____ Input rows
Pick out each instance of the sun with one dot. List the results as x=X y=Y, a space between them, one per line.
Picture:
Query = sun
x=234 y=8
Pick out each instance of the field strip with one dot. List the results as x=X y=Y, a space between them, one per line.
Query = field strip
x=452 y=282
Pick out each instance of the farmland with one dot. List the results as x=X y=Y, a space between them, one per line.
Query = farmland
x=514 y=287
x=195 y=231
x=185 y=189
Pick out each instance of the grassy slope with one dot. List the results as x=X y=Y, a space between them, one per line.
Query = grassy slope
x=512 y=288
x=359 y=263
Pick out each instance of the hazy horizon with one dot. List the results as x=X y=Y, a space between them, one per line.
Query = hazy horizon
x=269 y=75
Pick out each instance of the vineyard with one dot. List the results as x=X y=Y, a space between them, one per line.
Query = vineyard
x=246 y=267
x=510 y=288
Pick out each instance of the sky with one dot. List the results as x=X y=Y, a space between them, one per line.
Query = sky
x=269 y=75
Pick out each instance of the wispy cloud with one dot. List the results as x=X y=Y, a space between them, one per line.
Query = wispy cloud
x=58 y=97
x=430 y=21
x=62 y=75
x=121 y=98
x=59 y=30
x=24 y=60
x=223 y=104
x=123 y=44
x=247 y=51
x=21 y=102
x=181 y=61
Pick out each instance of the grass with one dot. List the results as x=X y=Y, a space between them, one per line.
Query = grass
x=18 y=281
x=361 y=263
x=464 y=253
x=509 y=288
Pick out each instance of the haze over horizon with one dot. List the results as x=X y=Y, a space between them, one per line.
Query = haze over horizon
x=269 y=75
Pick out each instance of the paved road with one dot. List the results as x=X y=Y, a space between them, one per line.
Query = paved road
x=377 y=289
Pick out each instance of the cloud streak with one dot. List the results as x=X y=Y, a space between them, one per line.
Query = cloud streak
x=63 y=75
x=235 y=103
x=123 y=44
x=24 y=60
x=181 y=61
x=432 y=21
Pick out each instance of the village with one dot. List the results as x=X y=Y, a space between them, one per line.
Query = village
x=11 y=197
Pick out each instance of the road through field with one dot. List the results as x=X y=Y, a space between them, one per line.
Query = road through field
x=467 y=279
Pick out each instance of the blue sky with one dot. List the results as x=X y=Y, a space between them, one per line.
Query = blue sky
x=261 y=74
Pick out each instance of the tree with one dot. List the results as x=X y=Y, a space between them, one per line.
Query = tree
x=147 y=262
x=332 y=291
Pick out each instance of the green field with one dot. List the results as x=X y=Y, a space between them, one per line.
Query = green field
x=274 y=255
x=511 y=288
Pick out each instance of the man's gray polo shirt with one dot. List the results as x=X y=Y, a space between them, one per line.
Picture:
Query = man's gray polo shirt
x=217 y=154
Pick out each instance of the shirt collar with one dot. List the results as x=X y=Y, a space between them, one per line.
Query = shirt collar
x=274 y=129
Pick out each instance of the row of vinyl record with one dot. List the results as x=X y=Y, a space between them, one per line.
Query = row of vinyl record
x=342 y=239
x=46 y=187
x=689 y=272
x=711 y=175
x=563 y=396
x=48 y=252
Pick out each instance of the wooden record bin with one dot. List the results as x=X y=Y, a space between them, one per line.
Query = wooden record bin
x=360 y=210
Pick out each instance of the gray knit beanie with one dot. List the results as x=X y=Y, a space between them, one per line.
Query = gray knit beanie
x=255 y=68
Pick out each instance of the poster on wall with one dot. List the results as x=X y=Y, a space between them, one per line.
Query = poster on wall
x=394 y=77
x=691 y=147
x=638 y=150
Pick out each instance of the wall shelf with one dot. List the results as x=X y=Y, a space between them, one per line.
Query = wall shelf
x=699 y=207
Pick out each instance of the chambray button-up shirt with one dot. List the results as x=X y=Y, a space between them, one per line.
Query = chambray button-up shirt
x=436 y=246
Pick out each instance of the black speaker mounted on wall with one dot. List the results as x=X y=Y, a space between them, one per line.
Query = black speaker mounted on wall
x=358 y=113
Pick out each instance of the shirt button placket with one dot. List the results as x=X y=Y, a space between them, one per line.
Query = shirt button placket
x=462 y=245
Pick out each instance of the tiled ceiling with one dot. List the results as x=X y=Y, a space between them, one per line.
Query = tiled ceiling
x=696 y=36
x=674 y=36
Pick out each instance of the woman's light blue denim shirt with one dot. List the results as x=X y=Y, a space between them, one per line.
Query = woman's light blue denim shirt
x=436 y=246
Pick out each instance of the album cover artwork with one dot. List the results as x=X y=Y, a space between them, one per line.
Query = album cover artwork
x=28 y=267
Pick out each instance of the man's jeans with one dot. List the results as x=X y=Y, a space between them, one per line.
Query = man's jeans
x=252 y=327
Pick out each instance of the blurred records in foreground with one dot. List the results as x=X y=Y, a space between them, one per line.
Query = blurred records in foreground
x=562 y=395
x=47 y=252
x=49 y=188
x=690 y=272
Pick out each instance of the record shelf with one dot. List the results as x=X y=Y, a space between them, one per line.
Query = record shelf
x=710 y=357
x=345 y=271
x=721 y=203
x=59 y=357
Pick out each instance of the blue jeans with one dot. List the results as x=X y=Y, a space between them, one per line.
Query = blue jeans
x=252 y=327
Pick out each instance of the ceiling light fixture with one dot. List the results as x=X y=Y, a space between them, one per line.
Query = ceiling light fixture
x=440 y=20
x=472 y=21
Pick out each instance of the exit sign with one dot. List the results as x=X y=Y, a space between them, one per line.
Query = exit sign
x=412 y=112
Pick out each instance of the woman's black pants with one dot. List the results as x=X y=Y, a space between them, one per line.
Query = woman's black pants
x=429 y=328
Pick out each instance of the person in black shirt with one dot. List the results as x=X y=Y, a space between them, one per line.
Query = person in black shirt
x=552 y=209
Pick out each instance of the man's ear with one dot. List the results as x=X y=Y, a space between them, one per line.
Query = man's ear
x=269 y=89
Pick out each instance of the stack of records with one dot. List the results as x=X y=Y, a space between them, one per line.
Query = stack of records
________
Return all of the records above line for line, copying each one verbatim.

• **Answer to this task**
Pick out each instance of the sun with one dot. List the results as x=X y=Y, a space between them, one per line.
Picture:
Query = sun
x=234 y=8
Pick out each instance of the field strip with one dot. List the results as x=X y=Y, a space between them, one per line.
Query = field strip
x=452 y=282
Pick out each instance of the farmland with one dot. List the results as x=X y=Y, a space between them, one per line.
Query = farmland
x=514 y=287
x=195 y=231
x=185 y=189
Pick out each instance of the grassy slope with one dot. List the results as x=X y=Y, a space between them, one per line.
Query = grassy slope
x=512 y=288
x=359 y=263
Pick out each instance of the hazy horizon with one dot. List the results as x=X y=Y, a space between them, one per line.
Query = hazy horizon
x=269 y=75
Pick out each instance of the vineyard with one dot. List the results as x=X y=Y, a space between them, one per line.
Query = vineyard
x=246 y=267
x=510 y=288
Pick out each instance of the sky with one dot. List the results as x=X y=Y, a space between them, one per line.
Query = sky
x=269 y=75
Pick out each instance of the wispy cloud with one dot. List the results as x=X y=Y, a space between them, one per line.
Query = wispy cloud
x=58 y=97
x=430 y=21
x=62 y=75
x=121 y=98
x=59 y=30
x=24 y=60
x=223 y=104
x=123 y=44
x=247 y=51
x=21 y=102
x=181 y=61
Pick out each instance of the grass with one dot. List the results as x=X y=Y, a space between them, one per line.
Query = grass
x=18 y=281
x=361 y=263
x=464 y=253
x=509 y=288
Pick out each instance of the haze over horizon with one dot. List the results as x=X y=Y, a space between them, one per line.
Query = haze over horizon
x=269 y=75
Pick out each instance of the paved road with one dot. List the results as x=X y=Y, a space between them, one per line.
Query = paved road
x=377 y=289
Pick out each instance of the cloud streak with one dot. List the results as x=X y=Y, a space between them, one per line.
Query = cloud streak
x=63 y=75
x=235 y=103
x=123 y=44
x=24 y=60
x=181 y=61
x=432 y=21
Pick out each instance of the village with one dot. List the results as x=X y=Y, a space between them, one per line.
Query = village
x=11 y=197
Pick out each instance of the road through field with one dot. List the results as x=X y=Y, a space between them, one per line.
Query = road through field
x=467 y=279
Pick out each instance of the blue sky with one dot. List the results as x=X y=Y, a space between them, one per line.
Query = blue sky
x=261 y=74
Pick out each instance of the tree with one dot. List the results as x=X y=Y, a space between them, one per line.
Query = tree
x=147 y=262
x=332 y=291
Pick out each instance of the green field with one dot. List the results as x=X y=Y, a space between them, one per line.
Query = green field
x=274 y=255
x=511 y=288
Pick out each instance of the man's gray polo shirt with one dot. List the results as x=X y=Y, a space between them, one per line.
Picture:
Query = man's gray polo shirt
x=217 y=154
Pick out each instance of the shirt collar with one dot. List the results as x=X y=Y, a space between them, one per line.
Query = shirt collar
x=274 y=129
Pick out each instance of the row of vinyl record with one dot. List the results as x=X y=Y, a space between them, one per line.
Query = row of vinyl record
x=342 y=239
x=46 y=187
x=689 y=272
x=711 y=175
x=563 y=396
x=48 y=252
Pick out each instance of the wooden record bin with one dot. List the results as x=X y=Y, a space between them, one per line.
Query = wooden record bin
x=360 y=210
Pick out each instance of the gray knit beanie with one dot. List the results as x=X y=Y, a space between them, one per line.
Query = gray knit beanie
x=255 y=68
Pick out each instance of the poster on wall with one dot. List the results as x=X y=Y, a space between them, one per line.
Query = poster on wall
x=394 y=77
x=691 y=147
x=638 y=150
Pick out each instance of the wall shelf with one dot. List the results as x=X y=Y, a space between them, one per line.
Query = wall shelf
x=699 y=207
Pick out each instance of the chambray button-up shirt with one dot. List the results as x=X y=Y, a space between them, one per line.
Query = chambray button-up shirt
x=436 y=246
Pick out each instance of the black speaker mounted on wall with one dot. List the results as x=X y=Y, a space between them, one per line.
Query = black speaker mounted on wall
x=358 y=113
Pick out each instance of the shirt button placket with one dot. List the results as x=X y=Y, a space between them, one per line.
Query = shirt button placket
x=462 y=245
Pick out each instance of the tiled ceiling with one dot. List the results as x=X y=Y, a space between them, one per line.
Query = tiled ceiling
x=696 y=36
x=674 y=36
Pick out each instance of the woman's light blue denim shirt with one dot. List the results as x=X y=Y, a space between them, one per line.
Query = woman's light blue denim shirt
x=436 y=246
Pick out each instance of the album cover artwork with one dot. List the results as x=X y=Y, a space between them, one per line.
Query = album cover artwork
x=28 y=267
Pick out each instance of the man's jeans with one dot. List the results as x=X y=Y, a space between them, one per line.
Query = man's jeans
x=252 y=327
Pick out each instance of the blurred records in foreground with one dot. List the results as x=X y=Y, a space between them, one per line.
Query = blurred records in foreground
x=562 y=395
x=47 y=252
x=49 y=188
x=690 y=272
Pick out each instance of the record shelf with one dot. List the results as x=X y=Y, a space between them, one per line.
Query = record shelf
x=710 y=357
x=345 y=271
x=721 y=203
x=59 y=357
Pick out each instance of the blue jeans with one dot. List the results as x=X y=Y, a space between them, one per line.
Query = blue jeans
x=252 y=327
Pick out each instance of the ceiling light fixture with one dot. List the results as x=X y=Y, a space between them, one per line.
Query = ceiling light fixture
x=440 y=20
x=472 y=21
Pick out each instance of the exit sign with one dot. List the results as x=X y=Y, a space between them, one per line.
Query = exit sign
x=412 y=112
Pick out each instance of the woman's black pants with one dot. List the results as x=X y=Y, a space between them, one per line.
Query = woman's black pants
x=429 y=328
Pick out each instance of the person in black shirt with one dot. List the results as x=X y=Y, a space between them, one per line.
Query = person in black shirt
x=552 y=209
Pick out each instance of the man's ear with one dot. List the results as x=X y=Y, a space between them, one per line.
Query = man's ear
x=269 y=89
Pick out each instance of the stack of records with one dot. List the results as x=X y=Y, a space between them, one per line.
Query = stack of records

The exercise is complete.